▶ TO DO:
Without the pictures, reproduce the records that follow exactly.

·····

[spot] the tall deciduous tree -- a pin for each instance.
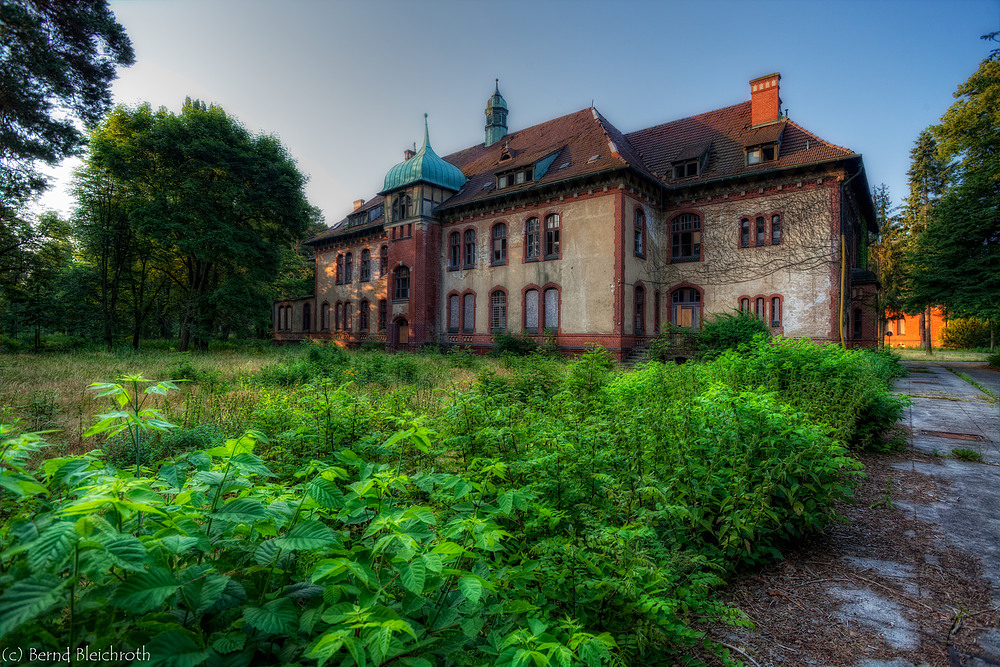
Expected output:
(218, 201)
(57, 61)
(956, 257)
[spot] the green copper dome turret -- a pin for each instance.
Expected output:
(496, 117)
(424, 167)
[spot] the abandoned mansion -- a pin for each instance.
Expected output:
(574, 233)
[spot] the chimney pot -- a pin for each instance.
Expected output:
(765, 105)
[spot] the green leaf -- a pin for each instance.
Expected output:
(241, 510)
(28, 599)
(306, 535)
(125, 550)
(53, 547)
(471, 588)
(145, 591)
(433, 562)
(326, 493)
(276, 617)
(413, 576)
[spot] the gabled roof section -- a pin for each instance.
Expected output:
(729, 132)
(341, 227)
(582, 143)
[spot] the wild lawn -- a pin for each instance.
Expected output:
(426, 509)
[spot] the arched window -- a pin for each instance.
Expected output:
(469, 312)
(685, 238)
(402, 283)
(366, 265)
(453, 313)
(531, 311)
(498, 311)
(551, 309)
(454, 250)
(639, 311)
(552, 236)
(640, 233)
(685, 303)
(499, 244)
(470, 248)
(363, 314)
(400, 207)
(656, 313)
(531, 240)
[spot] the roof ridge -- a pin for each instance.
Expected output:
(818, 138)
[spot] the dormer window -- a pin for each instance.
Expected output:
(762, 153)
(515, 177)
(686, 168)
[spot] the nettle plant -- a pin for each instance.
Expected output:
(209, 562)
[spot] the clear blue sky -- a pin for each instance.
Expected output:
(345, 84)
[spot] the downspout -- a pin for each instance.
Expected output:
(843, 255)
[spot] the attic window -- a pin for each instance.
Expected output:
(686, 168)
(515, 177)
(762, 153)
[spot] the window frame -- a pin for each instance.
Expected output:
(498, 298)
(639, 232)
(400, 287)
(498, 253)
(365, 271)
(553, 237)
(469, 248)
(532, 239)
(677, 235)
(455, 251)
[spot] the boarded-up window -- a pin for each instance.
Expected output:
(552, 308)
(531, 311)
(453, 312)
(469, 313)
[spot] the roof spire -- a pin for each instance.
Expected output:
(496, 117)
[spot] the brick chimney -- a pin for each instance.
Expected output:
(765, 105)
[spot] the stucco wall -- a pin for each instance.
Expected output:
(584, 272)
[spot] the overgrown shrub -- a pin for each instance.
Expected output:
(729, 331)
(515, 344)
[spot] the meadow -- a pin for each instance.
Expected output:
(308, 505)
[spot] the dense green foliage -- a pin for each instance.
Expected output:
(57, 64)
(548, 514)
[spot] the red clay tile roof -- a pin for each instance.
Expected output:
(585, 143)
(729, 132)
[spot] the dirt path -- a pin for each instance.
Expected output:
(914, 578)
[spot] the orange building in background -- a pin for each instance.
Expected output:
(908, 331)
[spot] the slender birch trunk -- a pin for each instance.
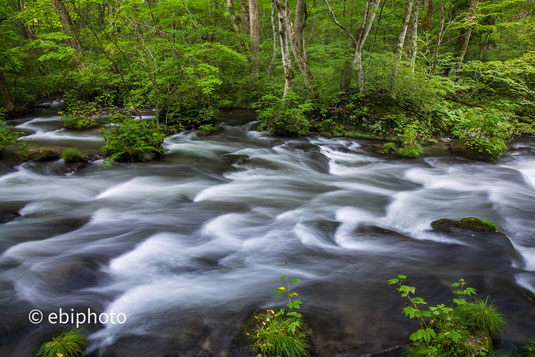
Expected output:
(414, 37)
(232, 15)
(439, 39)
(275, 36)
(4, 90)
(284, 29)
(468, 34)
(362, 35)
(254, 32)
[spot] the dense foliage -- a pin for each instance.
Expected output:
(280, 333)
(464, 329)
(67, 344)
(130, 139)
(404, 70)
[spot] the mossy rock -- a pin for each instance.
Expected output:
(208, 129)
(459, 148)
(468, 223)
(45, 154)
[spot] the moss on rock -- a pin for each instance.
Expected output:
(468, 223)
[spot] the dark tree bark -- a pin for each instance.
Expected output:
(4, 90)
(275, 29)
(468, 33)
(254, 34)
(67, 25)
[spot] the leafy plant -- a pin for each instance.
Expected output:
(463, 329)
(484, 131)
(281, 333)
(411, 147)
(285, 117)
(480, 315)
(72, 155)
(529, 348)
(208, 129)
(128, 139)
(68, 344)
(7, 135)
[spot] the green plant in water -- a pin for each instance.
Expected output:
(484, 131)
(410, 138)
(68, 344)
(529, 348)
(72, 155)
(128, 139)
(7, 135)
(463, 329)
(281, 333)
(208, 129)
(480, 315)
(491, 223)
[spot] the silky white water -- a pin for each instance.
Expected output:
(189, 245)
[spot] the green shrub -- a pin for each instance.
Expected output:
(7, 135)
(281, 333)
(464, 329)
(128, 139)
(481, 316)
(529, 348)
(285, 117)
(484, 131)
(79, 121)
(68, 344)
(411, 147)
(208, 129)
(72, 155)
(80, 115)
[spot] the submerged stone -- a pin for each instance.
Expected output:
(459, 148)
(467, 223)
(45, 154)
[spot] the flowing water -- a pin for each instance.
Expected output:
(186, 247)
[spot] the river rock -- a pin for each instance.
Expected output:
(93, 157)
(235, 159)
(459, 148)
(468, 223)
(45, 154)
(8, 216)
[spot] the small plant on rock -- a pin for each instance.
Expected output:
(281, 333)
(72, 155)
(463, 329)
(68, 344)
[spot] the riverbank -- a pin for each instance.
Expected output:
(189, 245)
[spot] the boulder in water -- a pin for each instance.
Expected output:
(468, 224)
(459, 148)
(8, 216)
(45, 154)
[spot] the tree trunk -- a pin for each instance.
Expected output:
(232, 16)
(439, 39)
(362, 34)
(284, 29)
(427, 23)
(414, 37)
(468, 34)
(275, 36)
(4, 90)
(403, 31)
(67, 25)
(254, 32)
(347, 73)
(245, 14)
(296, 40)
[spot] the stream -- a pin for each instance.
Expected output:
(188, 246)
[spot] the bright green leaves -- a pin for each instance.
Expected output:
(423, 334)
(464, 329)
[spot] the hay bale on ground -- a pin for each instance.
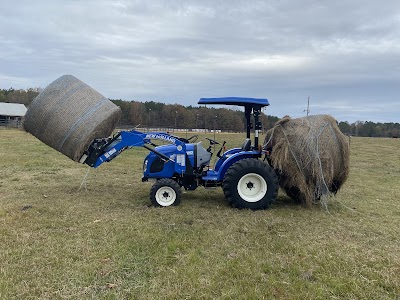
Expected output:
(68, 114)
(311, 156)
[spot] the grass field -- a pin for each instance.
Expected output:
(106, 242)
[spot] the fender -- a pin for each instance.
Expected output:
(234, 158)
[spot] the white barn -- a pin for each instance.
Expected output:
(11, 114)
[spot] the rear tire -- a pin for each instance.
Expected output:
(250, 183)
(165, 192)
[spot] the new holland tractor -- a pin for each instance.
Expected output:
(247, 180)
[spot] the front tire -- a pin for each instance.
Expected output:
(250, 183)
(165, 192)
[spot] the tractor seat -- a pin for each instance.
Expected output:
(246, 145)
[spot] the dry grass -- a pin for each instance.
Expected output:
(107, 243)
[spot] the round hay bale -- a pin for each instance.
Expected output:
(68, 114)
(311, 156)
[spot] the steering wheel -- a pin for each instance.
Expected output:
(193, 138)
(212, 142)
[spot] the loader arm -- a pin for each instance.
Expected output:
(104, 150)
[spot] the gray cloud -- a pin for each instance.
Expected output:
(345, 56)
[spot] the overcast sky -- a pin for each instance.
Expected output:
(345, 55)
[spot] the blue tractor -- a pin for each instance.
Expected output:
(247, 180)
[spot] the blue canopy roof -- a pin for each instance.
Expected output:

·····

▶ PROBLEM SOLUTION:
[spot] the tall deciduous tree -- a pin for each instance.
Expected output:
(218, 201)
(57, 61)
(956, 257)
[spot] the green copper dome turret -- a pin for each instance.
Expected output:
(496, 117)
(424, 167)
[spot] the abandoned mansion -- a pin for each instance.
Expected output:
(574, 233)
[spot] the chimney pot -- a pin for each instance.
Expected output:
(765, 105)
[spot] the green leaf -- a pin for each instance.
Expected output:
(241, 510)
(28, 599)
(306, 535)
(125, 550)
(53, 547)
(471, 588)
(145, 591)
(433, 562)
(326, 493)
(276, 617)
(413, 576)
[spot] the gabled roof section -- a pin for each instance.
Expected output:
(729, 132)
(341, 227)
(582, 143)
[spot] the wild lawn -- a pin for each instance.
Expected output:
(426, 509)
[spot] the arched window -- a pin for each instance.
Expected output:
(469, 312)
(685, 238)
(402, 283)
(366, 265)
(453, 313)
(531, 311)
(498, 311)
(551, 309)
(454, 250)
(639, 311)
(552, 236)
(640, 233)
(685, 303)
(499, 244)
(470, 248)
(363, 314)
(400, 207)
(656, 313)
(531, 240)
[spot] the roof ridge -- a pin for each instance.
Expected output:
(818, 138)
[spot] the dormer window -- a pin for each instance.
Expected output:
(762, 153)
(515, 177)
(686, 168)
[spot] the nettle plant -- a pin for each instance.
Expected output:
(209, 562)
[spot] the clear blue sky -- a pin for each instance.
Expected output:
(345, 84)
[spot] the downspout -- a pin for each instance.
Expected output:
(843, 255)
[spot] the attic window -- a pin for each instance.
Expected output:
(686, 168)
(515, 177)
(762, 153)
[spot] the window frame -- a pin for each instance.
Expected output:
(498, 298)
(639, 232)
(400, 287)
(498, 253)
(365, 271)
(553, 237)
(469, 248)
(532, 239)
(677, 235)
(455, 251)
[spot] the boarded-up window -- a pin for each instance.
Expected output:
(552, 308)
(531, 311)
(453, 312)
(469, 313)
[spot] the roof spire -- a pin for each instance.
Expected output:
(496, 117)
[spot] the brick chimney -- a pin for each instance.
Expected output:
(765, 105)
[spot] the stucco wall -- a pin for each instance.
Expected output:
(584, 272)
[spot] the overgrown shrub -- a pin for each instance.
Expected output:
(729, 331)
(515, 344)
[spot] the meadow -- a pin for each instance.
Expected output:
(308, 505)
[spot] the dense green foliage -- a pin for each instance.
Expected output:
(57, 64)
(548, 514)
[spot] the red clay tile roof -- a pin for each instance.
Expected output:
(585, 143)
(729, 132)
[spot] the dirt path -- a pin for each instance.
Expected output:
(914, 578)
[spot] the orange building in background -- a pin for each instance.
Expected output:
(908, 331)
[spot] the slender birch trunk -- a pin for each instance.
Expected output:
(414, 37)
(232, 15)
(439, 39)
(275, 36)
(4, 90)
(284, 29)
(468, 34)
(362, 35)
(254, 32)
[spot] the dense foliage -- a pin for each instance.
Expected output:
(280, 333)
(464, 329)
(67, 344)
(130, 139)
(404, 70)
[spot] the mossy rock -- a pin for each instance.
Expected output:
(208, 129)
(459, 148)
(468, 223)
(45, 154)
[spot] the moss on rock -- a pin for each instance.
Expected output:
(468, 223)
[spot] the dark tree bark -- a pin for each instance.
Expected output:
(4, 90)
(275, 29)
(468, 33)
(254, 34)
(67, 25)
[spot] the leafy plant -- a pin for each instance.
Expected output:
(463, 329)
(484, 131)
(281, 333)
(411, 147)
(285, 117)
(480, 315)
(72, 155)
(529, 348)
(208, 129)
(128, 139)
(68, 344)
(7, 135)
[spot] the green plant in water -- a pin for each instance.
Expected output:
(484, 131)
(410, 138)
(68, 344)
(529, 348)
(72, 155)
(128, 139)
(7, 135)
(463, 329)
(281, 333)
(208, 129)
(480, 315)
(491, 223)
[spot] the silky white water -- a pin for each instance.
Expected output:
(189, 245)
[spot] the green shrub -- a pin for each instance.
Expected output:
(7, 135)
(281, 333)
(464, 329)
(128, 139)
(481, 316)
(529, 348)
(285, 117)
(484, 131)
(79, 121)
(68, 344)
(411, 147)
(208, 129)
(72, 155)
(80, 115)
[spot] the submerged stone -- a pin for each instance.
Expected output:
(459, 148)
(467, 223)
(45, 154)
[spot] the flowing water -- a pin for each instance.
Expected output:
(186, 247)
[spot] the river rock -- a pin for each instance.
Expected output:
(93, 157)
(235, 159)
(459, 148)
(468, 223)
(45, 154)
(8, 216)
[spot] the small plant on rock -- a pin for each instance.
Expected output:
(281, 333)
(72, 155)
(463, 329)
(68, 344)
[spot] the riverbank -- a pin for each instance.
Expected output:
(189, 245)
[spot] the boulder in water -- a pin for each instance.
Expected output:
(468, 224)
(459, 148)
(8, 216)
(45, 154)
[spot] the tree trunk -- a pin for each instance.
Expected output:
(232, 16)
(439, 39)
(362, 34)
(284, 29)
(427, 23)
(414, 37)
(468, 34)
(275, 36)
(4, 90)
(403, 31)
(67, 25)
(254, 32)
(347, 73)
(245, 14)
(296, 40)
[spot] the stream -- a pin for each instance.
Expected output:
(188, 246)
[spot] the bright green leaves -- a pin for each instance.
Expected output:
(423, 334)
(464, 329)
[spot] the hay bale on ground -- a pin for each instance.
Expected output:
(68, 114)
(311, 156)
[spot] the grass field -- a pin for each instance.
Expected output:
(106, 242)
[spot] the fender -- a pin for each instance.
Expected output:
(234, 158)
[spot] the white barn -- a pin for each instance.
Expected output:
(11, 114)
[spot] the rear tire -- a pin for each instance.
Expected output:
(250, 183)
(165, 192)
[spot] the new holland tractor -- a pin for each instance.
Expected output:
(247, 180)
[spot] the front tire -- a pin for each instance.
Expected output:
(250, 183)
(165, 192)
[spot] the tractor seat -- a pin for each instance.
Expected output:
(246, 145)
[spot] the dry grass -- a pin for each instance.
Expected output:
(107, 243)
[spot] the round hay bale -- a pin for each instance.
Expected output:
(68, 114)
(311, 156)
[spot] the steering wheel -- a pin for each instance.
Expected output:
(193, 138)
(212, 142)
[spot] the loader arm -- a pin for each instance.
Expected output:
(104, 150)
[spot] the gray cloud -- a pin for each instance.
Expected output:
(345, 56)
[spot] the overcast sky -- a pin for each instance.
Expected output:
(345, 55)
[spot] the blue tractor -- a pin for each instance.
Expected output:
(247, 180)
[spot] the blue canopy roof -- a pin for each instance.
Expected output:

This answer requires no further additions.